Zitiere aus der Diskussion über Skimmertechnik wörtlich den Abschnitt von „Da Du schon“ bis einschließlich „samorai (18. März 2017)“.

▶ _BEREITGESTELLTE DISKUSSION_
====

# Brauche Beratung zu Skimmertechnik



## anz111 (18. März 2017)

Hallo Zusammen!

Da ich im letzten Jahr sehr damit beschäftigt war, den Schwimmteich mit der Hand zu reinigen, überlege ich heuer den Einbau eines neuen Skimmers.

Zur Geschichte:
Ich habe schon einen Skimmer im Teich verwendet, diesen aber wieder ausgebaut. Der Grund dafür war, dass zwar der Oberflächenschmutz ganz gut abgesaugt wurde, jedoch in pürierter Form wieder in den Teich gepumpt wurde.
Dh. es hat keinen Sinn nur einen Skimmer zu verwenden und das angesaugte Wasser anschließen nicht zu filtern.

Was halten ihr von folgender Überlegung:
Einbau eines Bogenskimmers in den Filterschacht - dazu müsst ich den Beton aufschneiden und das System von Glenk installieren - siehe Fotos.

Um die natürliche Vorgänge zu schonen möchte ich den Skimmer nur ab und zu in Betrieb nehmen.

Andere Ideen?

LG Oliver


----------



## Lion (18. März 2017)

anz111 schrieb:


> Hallo Zusammen!
> 
> Zur Geschichte:
> Ich habe schon einen Skimmer im Teich verwendet, diesen aber wieder ausgebaut.
> ...



hallo Oliver,
das ist auch meine Meinung, Skimmer ohne Filter macht keinen Sinn.

Da Du schon einen Skimmer hast könntest Du diesen wieder verwenden, somit keine Skimmer-Kosten, 
und diesen mit einem eigenen Filter betreiben, Spaltsieb oder ...........
Lässt sich dann auch relativ leicht säubern. (spülen) 
Skimmer könnte dann kontinuierlich laufen und nimmt keinen Einfluß auf (wie Du schreibst) natürliche Vorgänge.

VG. Leon


----------



## samorai (18. März 2017)

Wenn ein Filter-Schacht existiert, wieso geht dann der Dreck wieder zurück?


----------



## anz111 (18. März 2017)

Hallo zusammen!

Im Filterschacht war nur die Pumpe untergebracht, die das Wasser vom Skimmer angesaugt hat. Mit dem bekannten Ergebnis.
Es wäre aber ein Leichtes, das System auf Schwerkraft umzustellen - also mit Einbau einer Skimmerklappe und anschließend das Wasser über einen Bogensiebfilter laufen
zu lassen. Ich könnte auch noch andere Systeme verwenden bzw. den gesamten Pumpenschacht zum Filter umbauen usw.

====

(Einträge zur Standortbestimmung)
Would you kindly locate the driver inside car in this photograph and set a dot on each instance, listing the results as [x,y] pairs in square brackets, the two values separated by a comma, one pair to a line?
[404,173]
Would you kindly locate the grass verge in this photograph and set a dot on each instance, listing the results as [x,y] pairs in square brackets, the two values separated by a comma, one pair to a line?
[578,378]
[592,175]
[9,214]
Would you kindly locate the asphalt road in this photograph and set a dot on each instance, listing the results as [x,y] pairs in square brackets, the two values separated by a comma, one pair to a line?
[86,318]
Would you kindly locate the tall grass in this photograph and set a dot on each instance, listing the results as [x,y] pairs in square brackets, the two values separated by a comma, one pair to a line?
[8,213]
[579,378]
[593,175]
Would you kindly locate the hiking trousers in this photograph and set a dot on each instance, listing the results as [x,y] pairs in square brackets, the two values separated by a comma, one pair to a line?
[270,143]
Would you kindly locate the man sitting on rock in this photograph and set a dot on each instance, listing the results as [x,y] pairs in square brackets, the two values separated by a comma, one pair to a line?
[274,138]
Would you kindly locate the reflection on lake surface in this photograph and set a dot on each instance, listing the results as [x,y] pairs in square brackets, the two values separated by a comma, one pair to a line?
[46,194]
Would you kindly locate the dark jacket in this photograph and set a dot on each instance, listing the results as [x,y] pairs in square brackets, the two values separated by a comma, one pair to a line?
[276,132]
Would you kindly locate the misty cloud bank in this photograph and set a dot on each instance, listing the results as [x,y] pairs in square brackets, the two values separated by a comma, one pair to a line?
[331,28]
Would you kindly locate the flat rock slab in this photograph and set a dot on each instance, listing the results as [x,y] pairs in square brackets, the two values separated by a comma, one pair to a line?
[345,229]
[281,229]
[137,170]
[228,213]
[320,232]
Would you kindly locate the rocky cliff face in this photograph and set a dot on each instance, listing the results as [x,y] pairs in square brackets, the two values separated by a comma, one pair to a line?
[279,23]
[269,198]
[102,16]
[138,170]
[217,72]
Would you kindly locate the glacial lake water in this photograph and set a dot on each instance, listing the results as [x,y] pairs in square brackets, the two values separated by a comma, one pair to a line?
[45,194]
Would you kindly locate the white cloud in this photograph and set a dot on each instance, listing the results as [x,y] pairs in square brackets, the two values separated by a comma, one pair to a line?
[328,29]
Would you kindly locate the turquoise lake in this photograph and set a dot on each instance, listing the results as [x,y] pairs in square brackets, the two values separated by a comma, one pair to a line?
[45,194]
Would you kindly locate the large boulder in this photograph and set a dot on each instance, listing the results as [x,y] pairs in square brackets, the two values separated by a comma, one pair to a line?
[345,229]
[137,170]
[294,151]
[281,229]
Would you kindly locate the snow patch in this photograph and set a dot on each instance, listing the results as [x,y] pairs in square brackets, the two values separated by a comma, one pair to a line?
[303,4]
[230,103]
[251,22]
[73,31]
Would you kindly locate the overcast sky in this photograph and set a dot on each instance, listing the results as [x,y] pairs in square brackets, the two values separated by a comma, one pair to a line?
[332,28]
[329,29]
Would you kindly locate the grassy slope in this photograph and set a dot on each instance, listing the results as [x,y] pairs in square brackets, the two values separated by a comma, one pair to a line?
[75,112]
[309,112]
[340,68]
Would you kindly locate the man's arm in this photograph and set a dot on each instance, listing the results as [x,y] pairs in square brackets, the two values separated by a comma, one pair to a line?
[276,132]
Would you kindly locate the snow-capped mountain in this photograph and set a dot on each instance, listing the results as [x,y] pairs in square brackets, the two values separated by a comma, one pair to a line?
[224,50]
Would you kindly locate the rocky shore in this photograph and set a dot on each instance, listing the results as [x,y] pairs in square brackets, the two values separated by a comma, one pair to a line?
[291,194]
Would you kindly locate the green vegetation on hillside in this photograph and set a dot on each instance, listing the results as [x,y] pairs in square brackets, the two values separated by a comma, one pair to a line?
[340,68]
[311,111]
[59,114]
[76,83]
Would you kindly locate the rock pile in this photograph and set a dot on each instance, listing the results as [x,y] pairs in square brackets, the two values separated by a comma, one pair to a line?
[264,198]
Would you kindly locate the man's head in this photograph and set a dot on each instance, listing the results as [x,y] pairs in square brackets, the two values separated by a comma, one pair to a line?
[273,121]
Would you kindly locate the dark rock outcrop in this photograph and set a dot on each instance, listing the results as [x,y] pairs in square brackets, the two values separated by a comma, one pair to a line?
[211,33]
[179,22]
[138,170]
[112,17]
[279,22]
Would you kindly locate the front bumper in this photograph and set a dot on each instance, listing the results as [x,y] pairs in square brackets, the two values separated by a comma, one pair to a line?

====

▶ _LÖSUNG_
Da Du schon einen Skimmer hast könntest Du diesen wieder verwenden, somit keine Skimmer-Kosten, 
und diesen mit einem eigenen Filter betreiben, Spaltsieb oder ...........
Lässt sich dann auch relativ leicht säubern. (spülen) 
Skimmer könnte dann kontinuierlich laufen und nimmt keinen Einfluß auf (wie Du schreibst) natürliche Vorgänge.

VG. Leon


----------



## samorai (18. März 2017)